== 提示された本文 ==
日米財務相会談、経済見通しを議論=AIIBは「公正な運営を」

麻生太郎財務相は16日、日米財務相会談では世界経済、
日米経済の見通し、中国が主導するアジアインフラ投資銀行
(AIIB)について議論したことを明らかにした。

20カ国・地域(G20財務相中央銀行総裁会議
初日の会合後、記者団に述べた。

ルー米財務長官との会談について麻生財務相
「AIIBについて公正なガバナンスの確保、債務の
持続可能性の確保、環境・社会への影響への配慮など
国際的に確立されたスタンダードに基づくことが
重要ということで一致した」とコメント。

また「スタンダードを高めるために、ひとつの方法として
世銀やADB(アジア開発銀行)などの高いスタンダードを
備えた既存の金融機関との協調融資も効果的だという話も
した」と述べた。

一連の記録
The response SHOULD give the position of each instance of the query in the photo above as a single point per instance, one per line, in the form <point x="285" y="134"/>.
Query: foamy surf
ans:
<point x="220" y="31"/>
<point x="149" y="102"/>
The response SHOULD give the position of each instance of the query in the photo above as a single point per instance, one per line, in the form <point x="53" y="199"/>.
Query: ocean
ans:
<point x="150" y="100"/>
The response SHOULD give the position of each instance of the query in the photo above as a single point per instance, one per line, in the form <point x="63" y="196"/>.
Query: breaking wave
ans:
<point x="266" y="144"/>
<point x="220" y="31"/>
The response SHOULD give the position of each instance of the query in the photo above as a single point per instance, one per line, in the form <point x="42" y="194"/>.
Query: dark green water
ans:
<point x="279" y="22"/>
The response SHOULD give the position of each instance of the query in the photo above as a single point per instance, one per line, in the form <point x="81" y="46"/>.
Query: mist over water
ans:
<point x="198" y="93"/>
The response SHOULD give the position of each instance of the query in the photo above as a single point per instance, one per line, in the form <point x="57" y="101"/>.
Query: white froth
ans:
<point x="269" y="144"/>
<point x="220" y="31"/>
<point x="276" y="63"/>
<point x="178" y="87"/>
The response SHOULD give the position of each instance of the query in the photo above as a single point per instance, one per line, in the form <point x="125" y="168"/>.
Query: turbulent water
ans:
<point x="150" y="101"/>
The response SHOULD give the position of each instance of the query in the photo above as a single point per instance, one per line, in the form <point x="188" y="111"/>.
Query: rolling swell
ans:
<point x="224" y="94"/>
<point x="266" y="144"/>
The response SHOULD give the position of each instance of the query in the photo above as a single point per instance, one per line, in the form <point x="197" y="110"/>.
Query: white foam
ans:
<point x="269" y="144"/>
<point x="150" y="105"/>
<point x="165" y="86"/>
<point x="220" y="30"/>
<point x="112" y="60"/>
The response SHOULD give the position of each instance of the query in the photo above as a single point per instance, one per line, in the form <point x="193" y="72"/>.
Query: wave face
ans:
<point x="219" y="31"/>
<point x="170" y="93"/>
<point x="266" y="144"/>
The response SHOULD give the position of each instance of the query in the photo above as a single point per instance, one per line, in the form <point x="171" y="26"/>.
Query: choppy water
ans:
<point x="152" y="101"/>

* * *

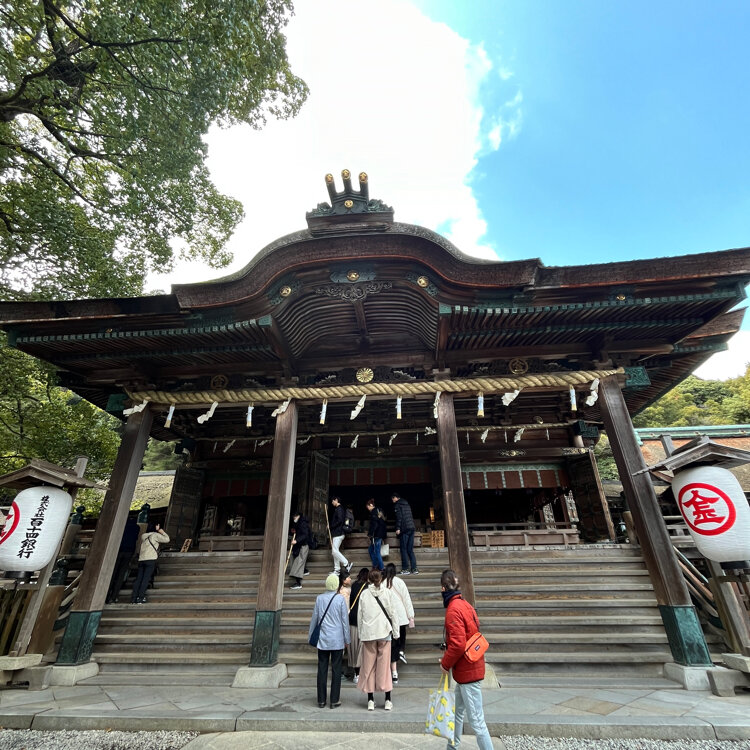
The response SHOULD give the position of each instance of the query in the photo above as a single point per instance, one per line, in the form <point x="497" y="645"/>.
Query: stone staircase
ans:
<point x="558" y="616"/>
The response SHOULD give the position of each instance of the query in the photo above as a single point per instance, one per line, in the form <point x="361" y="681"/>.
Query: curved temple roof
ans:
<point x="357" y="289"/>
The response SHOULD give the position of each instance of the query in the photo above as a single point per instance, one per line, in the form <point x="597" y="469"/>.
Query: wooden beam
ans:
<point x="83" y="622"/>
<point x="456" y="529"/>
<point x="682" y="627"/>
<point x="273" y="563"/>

* * *

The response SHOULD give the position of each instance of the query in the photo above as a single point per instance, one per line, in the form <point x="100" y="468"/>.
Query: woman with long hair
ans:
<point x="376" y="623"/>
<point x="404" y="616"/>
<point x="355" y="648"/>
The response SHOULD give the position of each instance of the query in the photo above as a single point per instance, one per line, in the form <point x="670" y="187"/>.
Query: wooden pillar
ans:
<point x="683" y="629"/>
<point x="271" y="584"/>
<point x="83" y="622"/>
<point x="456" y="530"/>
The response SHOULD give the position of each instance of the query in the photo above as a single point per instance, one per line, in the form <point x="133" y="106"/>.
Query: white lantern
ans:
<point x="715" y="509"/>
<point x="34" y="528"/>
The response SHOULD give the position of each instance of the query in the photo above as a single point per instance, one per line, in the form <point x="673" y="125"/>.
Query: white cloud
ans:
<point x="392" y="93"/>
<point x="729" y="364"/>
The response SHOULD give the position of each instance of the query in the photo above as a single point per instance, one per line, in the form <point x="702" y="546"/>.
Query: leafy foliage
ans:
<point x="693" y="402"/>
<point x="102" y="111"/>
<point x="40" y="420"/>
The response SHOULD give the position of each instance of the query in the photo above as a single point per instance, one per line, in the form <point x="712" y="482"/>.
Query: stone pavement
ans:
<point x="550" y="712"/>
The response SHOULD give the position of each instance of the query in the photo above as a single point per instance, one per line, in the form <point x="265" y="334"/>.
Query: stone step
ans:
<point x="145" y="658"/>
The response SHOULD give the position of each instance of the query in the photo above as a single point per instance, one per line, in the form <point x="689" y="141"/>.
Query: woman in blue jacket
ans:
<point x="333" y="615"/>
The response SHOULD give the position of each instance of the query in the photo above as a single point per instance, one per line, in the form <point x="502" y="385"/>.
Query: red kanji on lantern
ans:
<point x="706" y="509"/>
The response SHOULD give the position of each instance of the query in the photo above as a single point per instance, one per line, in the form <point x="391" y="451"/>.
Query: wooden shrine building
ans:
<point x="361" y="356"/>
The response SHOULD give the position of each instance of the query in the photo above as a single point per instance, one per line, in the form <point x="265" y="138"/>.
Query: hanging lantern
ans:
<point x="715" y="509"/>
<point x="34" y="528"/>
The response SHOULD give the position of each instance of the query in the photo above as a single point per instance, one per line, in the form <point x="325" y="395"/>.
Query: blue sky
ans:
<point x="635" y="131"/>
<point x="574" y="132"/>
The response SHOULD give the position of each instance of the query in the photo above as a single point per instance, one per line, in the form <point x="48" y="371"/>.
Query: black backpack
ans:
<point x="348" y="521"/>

== 課題 1 ==
日米財務相会談についての文章を、一字も変えずに全文繰り返して書きなさい。
== 課題 2 ==
上の行から文字列「wave」を含むものをすべて探し出し、そのまま書き写しなさい。大文字と小文字は区別する。

== 実行結果 1 ==
日米財務相会談、経済見通しを議論=AIIBは「公正な運営を」

麻生太郎財務相は16日、日米財務相会談では世界経済、
日米経済の見通し、中国が主導するアジアインフラ投資銀行
(AIIB)について議論したことを明らかにした。

20カ国・地域(G20財務相中央銀行総裁会議
初日の会合後、記者団に述べた。

ルー米財務長官との会談について麻生財務相
「AIIBについて公正なガバナンスの確保、債務の
持続可能性の確保、環境・社会への影響への配慮など
国際的に確立されたスタンダードに基づくことが
重要ということで一致した」とコメント。

また「スタンダードを高めるために、ひとつの方法として
世銀やADB(アジア開発銀行)などの高いスタンダードを
備えた既存の金融機関との協調融資も効果的だという話も
した」と述べた。

== 実行結果 2 ==
Query: breaking wave
Query: wave face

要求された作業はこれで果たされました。